- TEXTE FOURNI

---

Lorsqu'une contravention fiscale est punie à la fois de prison et de peines pécuniaires, l'Administration peut, comme toute partie civile, mettre l'action publique en mouvement en citant directement le contrevenant et procéder à tous les actes qu'elle juge utiles à l'exercice de l'action fiscale (TGI action fiscale, n° 31 ; Cass. crim., 7 juin 1939, BCI, 15, Bull. crim., 122 ; 20 mars 1914, BCI, 14, Bull. crim., 163 ; 16 juin 1927, BCI, 1927, n° 16).
En matière de contributions indirectes, c'est à l'Administration et non au ministère public qu'appartient l'initiative des poursuites et la faculté d'en suspendre les effets (TGI poursuites correctionnelles, n° 12, Cass. crim., 12 août 1853, Mém., 18, p. 205, Bull. crim., 402, S 53-1-788 ; Journal du Palais, 54-2-140 ; D.54.1.48 ; Ann. des contr. ind., 52-54-362 ; Trescaze Chr., 1853-1-1048).
Cette jurisprudence démontre bien qu'en cette matière le ministère public n'a point l'action directe et qu'il doit être considéré comme partie jointe.
La DGI « a seule qualité pour constater et poursuivre les contraventions qui nuisent aux droits du fisc, dont la perception et la surveillance lui sont confiées » (TGI poursuites correctionnelles, n° 18, Cass. crim., 17 novembre 1826, Mém., 12, p. 180, D. 27-1-33 ; Trescase Chr., 1826-1-1260).
Comme dans l'arrêt précédant, l'autorité chargée des constatations et des poursuites est désignée avec netteté.
b. Action publique (ministére public, partie jointe)
40L'original du procès-verbal est adressé au Parquet, partie jointe, afin qu'il puisse requérir, à cette même audience, la peine de droit commun (emprisonnement) encourue par le prévenu [Code de Procédure pénale, art. 31] 1 .
Dans les affaires de contravention en matière de contributions indirectes, le droit de poursuivre appartient à l'Administration ; le ministère public ne peut agir que comme partie jointe, et n'a pas l'initiative, des poursuites (TGI, poursuites correctionnelles, n° 21, cass crim., 26 mars 1830, Mém. 12, p. 447, Bull. crim., 80).
c. Tribunal (jugement)
41Le tribunal prononce en général des sanctions pécuniaires et plus rarement une peine de prison en sus.
Les tribunaux de répression, saisis d'une poursuite en matière de contributions indirectes, doivent prononcer simultanément les différentes peines encourues par le prévenu, sans pouvoir statuer d'abord sur l'action du ministère public en renvoyant d'abord sur les peines pécuniaires en réservant l'action du ministère public (TGI, poursuites correctionnelles, n° 46, Cass. crim., 17 février 1888, Journal des CI, 1889, p. 642, Bull. crim., 71).

---

- ENREGISTREMENTS FOURNIS
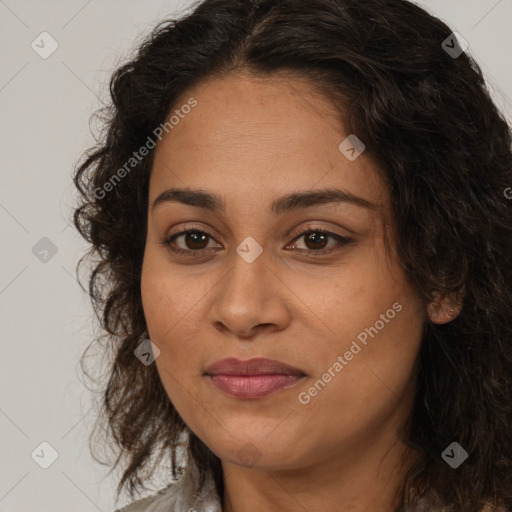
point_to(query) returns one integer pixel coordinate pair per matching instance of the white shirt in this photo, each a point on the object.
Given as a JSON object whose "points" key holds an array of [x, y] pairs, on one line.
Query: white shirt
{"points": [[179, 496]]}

---

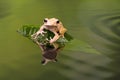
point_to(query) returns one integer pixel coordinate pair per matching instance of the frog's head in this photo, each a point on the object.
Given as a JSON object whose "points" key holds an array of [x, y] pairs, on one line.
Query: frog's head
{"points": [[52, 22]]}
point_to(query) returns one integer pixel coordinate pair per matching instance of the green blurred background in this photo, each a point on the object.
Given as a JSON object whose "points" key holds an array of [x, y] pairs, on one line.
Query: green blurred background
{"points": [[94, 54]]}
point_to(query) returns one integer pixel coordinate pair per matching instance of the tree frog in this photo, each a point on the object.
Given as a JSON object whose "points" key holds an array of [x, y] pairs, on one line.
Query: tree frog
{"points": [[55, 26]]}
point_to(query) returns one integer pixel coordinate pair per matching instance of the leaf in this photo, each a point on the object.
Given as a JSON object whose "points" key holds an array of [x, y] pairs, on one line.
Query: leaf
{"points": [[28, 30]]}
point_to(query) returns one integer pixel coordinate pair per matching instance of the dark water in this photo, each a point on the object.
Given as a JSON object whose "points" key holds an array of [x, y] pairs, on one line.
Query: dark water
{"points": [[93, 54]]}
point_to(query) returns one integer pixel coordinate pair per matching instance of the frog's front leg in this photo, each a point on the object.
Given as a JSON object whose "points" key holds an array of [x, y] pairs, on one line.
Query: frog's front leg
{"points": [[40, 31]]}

---

- CONSIGNE 1
Répondez à ces questions d'après le texte sur les poursuites en matière de contributions indirectes :
(a) À qui revient l'initiative des poursuites en matière de contributions indirectes ?
(b) À qui l'original du procès-verbal est-il adressé ?
(c) Quelles sanctions le tribunal prononce-t-il en général ?
- CONSIGNE 2
Écrivez la suite du texte sur les poursuites en matière de contributions indirectes, après sa dernière phrase.

- RÉPONSE 1
(a) À l'Administration, et non au ministère public.
(b) Au Parquet, partie jointe.
(c) Des sanctions pécuniaires, et plus rarement une peine de prison en sus.

- RÉPONSE 2
2. Procédures exceptionnelles
a. Action fiscale accessoire à l'action publique
42Ainsi qu'il a été indiqué ci-dessus n° 38 , dans certains cas l'initiative des poursuites appartient au ministère public. Celles-ci sont engagées par une citation directe du Parquet.
Au cas particulier l'Administration agit comme partie jointe. Elle adresse l'original du procès-verbal au Parquet afin que celui-ci puisse exercer l'action en justice dans son intégralité. Le tribunal correctionnel est saisi de l'ensemble de l'affaire et statue obligatoirement par un même jugement sur l'action pénale et l'action fiscale.
- Lorsque l'infraction poursuivie est passible à la fois d'une peine d'emprisonnement et de peines pécuniaires, le tribunal est, par la seule citation du ministère public, saisi de l'affaire toute entière et doit statuer par un seul et même jugement tant sur l'action du Parquet que sur celle de « l'Administration » et la DGI se constitue partie civile par la transmission au Parquet du procès-verbal dressé par ses agents en demandant « à être avisée de la suite donnée afin de pouvoir intervenir, s'il y avait lieu, pour requérir l'application des pénalités fiscales ». D'où il suit que, comme toute partie civile l'Administration est fondée à interjeter appel du jugement (TGI, poursuites correctionnelles, n° 10 7 ; Cass. crim., 15 mars 1939, BCI, 12, Bull. crim., 55 ; TGI partie civile, n° 4, même arrêt).
b. Action fiscale seule (action publique éteinte)
43Lorsque l'action publique est éteinte, ou lorsque le Parquet renonce aux poursuites pénales, la juridiction correctionnelle reste compétente en ce qui concerne l'action fiscale.
Dans cette hypothèse, l'Administration reprend ses droits mais elle ne peut demander que l'application des peines fiscales pécuniaires.
- L'action fiscale exercée par la DGI (contributions indirectes) est distincte de l'action publique ; les amendes et confiscations constituent, en effet, la réparation du préjudice causé à l'État par la contravention.
Il découle de ce principe que les juges d'appel peuvent valablement, sur un seul appel de l'Administration, prononcer les condamnations fiscales, nonobstant une décision de relaxe définitive sur l'action publique (TGI action fiscale, Cass. crim., 10 mars 1965, RJCI, n° 9, p. 32 ; jurisprudence constante : Cass. crim., 16 décembre 1898, BCI 1899, n° 19, p. 322 ; 26 mars 1920, BCI, n°17, p. 98 ; 10 décembre 1920, BCI, 1921, n° 6, p. 26, Bull. crim. n° 478 ; 10 décembre 1936, BCI, 1937, n° 5, p. 72 ; 21 décembre 1939, BCI, 1940, n° 7, p. 66 ; 8 juillet 1941, BCI, n° 6, p. 272 ; 10 janvier 1947, RJCI, n° 6, Bull. crim., n° 17).
c. Action publique seule (action fiscale interrompue au cours de la procédure sans transaction portant sur les pénalités de droit commun
44D'après la jurisprudence, l'Administration (contributions indirectes) est, en principe, habilitée exclusivement à poursuivre devant le tribunal de grande instance, statuant au correctionnel les contraventions fiscales.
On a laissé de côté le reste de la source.